==== TEXTE FOURNI ====

Date de publication du RFC : Novembre 2012
Auteur(s) du RFC : RJ Atkinson (Consultant), SN Bhatti (U. St Andrews), Scott Rose (US NIST)
Expérimental
Réalisé dans le cadre du groupe de recherche IRTF RRG
Première rédaction de cet article le 10 novembre 2012


Le système ILNP, qui vise à fournir une nouvelle (et meilleure) architecture à l'Internet, dépend du DNS pour plusieurs fonctions critiques. Plusieurs nouveaux types d'enregistrement DNS sont nécessaires et ce RFC les décrit.

Avant de lire ce RFC, il faut connaître ILNP. Le mieux est de commencer par le RFC 6740, qui décrit tout le système. Le RFC 6741 fournit ensuite quelques détails pratiques. Il faut aussi naturellement connaître les bases du DNS (RFC 1034 et RFC 1035).

C'est fait ? Vous avez lu tout cela ? Alors, place à ce nouveau RFC, le RFC 6742. ILNP utilise le DNS essentiellement pour permettre un rendez-vous entre deux machines. Celle qui veut commencer connaît le nom de l'autre mais aucune information pratique sur comment la rencontrer. Quatre types d'enregistrements sont utilisés pour cela :

  • NID qui permet de trouver l'identificateur d'une machine à partir de son nom,
  • L64 et L32 qui permettent de trouver le localisateur d'une machine à partir de son nom,
  • Et LP, une optimisation facultative qui sera présentée plus loin.

Commençons par le NID. Un de ses rôles est d'indiquer à la machine qui veut en contacter une autre si sa future correspondante connait ILNP (ou bien si elle est uniquement en IP Classic). Sa présence dans le DNS est donc un signal : « tu peux y aller, elle parle ILNP ». Un enregistrement erroné (disant qu'une machine a un NID alors qu'en fait elle ne parle pas ILNP) n'est pas fatal mais ralentirait sérieusement l'établissement de la connexion.

Le NID a reçu le numéro 104 (cf. le registre IANA) et il comporte deux champs, une préférence et l'identificateur. Attention, ce sont les préférences les plus faibles qui sont celles à choisir en premier. Par exemple, voici trois NID pour host1.example.com :

host1.example.com. IN NID 10 0014:4fff:ff20:ee64
                   IN NID 20 0015:5fff:ff21:ee65
                   IN NID 50 0016:6fff:ff22:ee66

L'identificateur 0014:4fff:ff20:ee64 est le préféré. (La syntaxe des identificateurs et des localisateurs est décrite dans le RFC 6740.)

==== DONNÉES FOURNIES ====

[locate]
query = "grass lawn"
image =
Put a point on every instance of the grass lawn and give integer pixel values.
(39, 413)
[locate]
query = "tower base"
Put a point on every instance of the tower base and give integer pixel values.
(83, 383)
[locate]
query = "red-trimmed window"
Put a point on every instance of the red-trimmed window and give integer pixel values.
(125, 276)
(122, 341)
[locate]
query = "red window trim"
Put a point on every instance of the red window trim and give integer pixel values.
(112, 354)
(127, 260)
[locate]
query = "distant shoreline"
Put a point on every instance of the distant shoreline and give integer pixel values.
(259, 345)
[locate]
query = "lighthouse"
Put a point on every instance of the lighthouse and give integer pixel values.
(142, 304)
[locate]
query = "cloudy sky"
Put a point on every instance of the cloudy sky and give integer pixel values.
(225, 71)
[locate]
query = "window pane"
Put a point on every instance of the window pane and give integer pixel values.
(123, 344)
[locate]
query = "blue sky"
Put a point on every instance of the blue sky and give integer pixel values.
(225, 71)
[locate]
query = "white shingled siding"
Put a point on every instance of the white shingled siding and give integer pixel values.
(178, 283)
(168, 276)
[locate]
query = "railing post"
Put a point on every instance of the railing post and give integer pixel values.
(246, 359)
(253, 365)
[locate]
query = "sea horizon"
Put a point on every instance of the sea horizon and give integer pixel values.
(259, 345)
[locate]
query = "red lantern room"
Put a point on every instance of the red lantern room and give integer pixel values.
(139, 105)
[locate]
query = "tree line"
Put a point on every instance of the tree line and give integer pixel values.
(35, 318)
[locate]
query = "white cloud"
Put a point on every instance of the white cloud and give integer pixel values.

====

Poursuivez, s'il vous plaît, l'article sur les enregistrements DNS d'ILNP à partir de sa dernière phrase. Les données n'ont aucun rôle dans ce travail.

Si un serveur DNS « connaît ILNP », c'est-à-dire qu'il a été programmé avec du code spécifique pour ILNP, au lieu d'attribuer aux enregistrements ILNP le traitement par défaut, il peut optimiser, par exemple en envoyant des enregistrements non demandées mais qui seront probablement utiles. Cette optimisation, qui n'a rien d'obligatoire, est analogue à ce que font les serveurs actuels pour une requête MX : si la réponse est mail.example.com, ils incluent également les adresses IP de mail.example.com dans la réponse, conscients qu'elles seront probablement nécessaires bientôt (si on demande le MX de example.com, c'est en général pour lui envoyer du courrier juste après). Ici, un serveur « connaissant ILNP » à qui on demande le NID de host1.example.com peut aussi mettre dans le réponse des L64 et des L32, non demandés mais qui seront probablement utiles juste après.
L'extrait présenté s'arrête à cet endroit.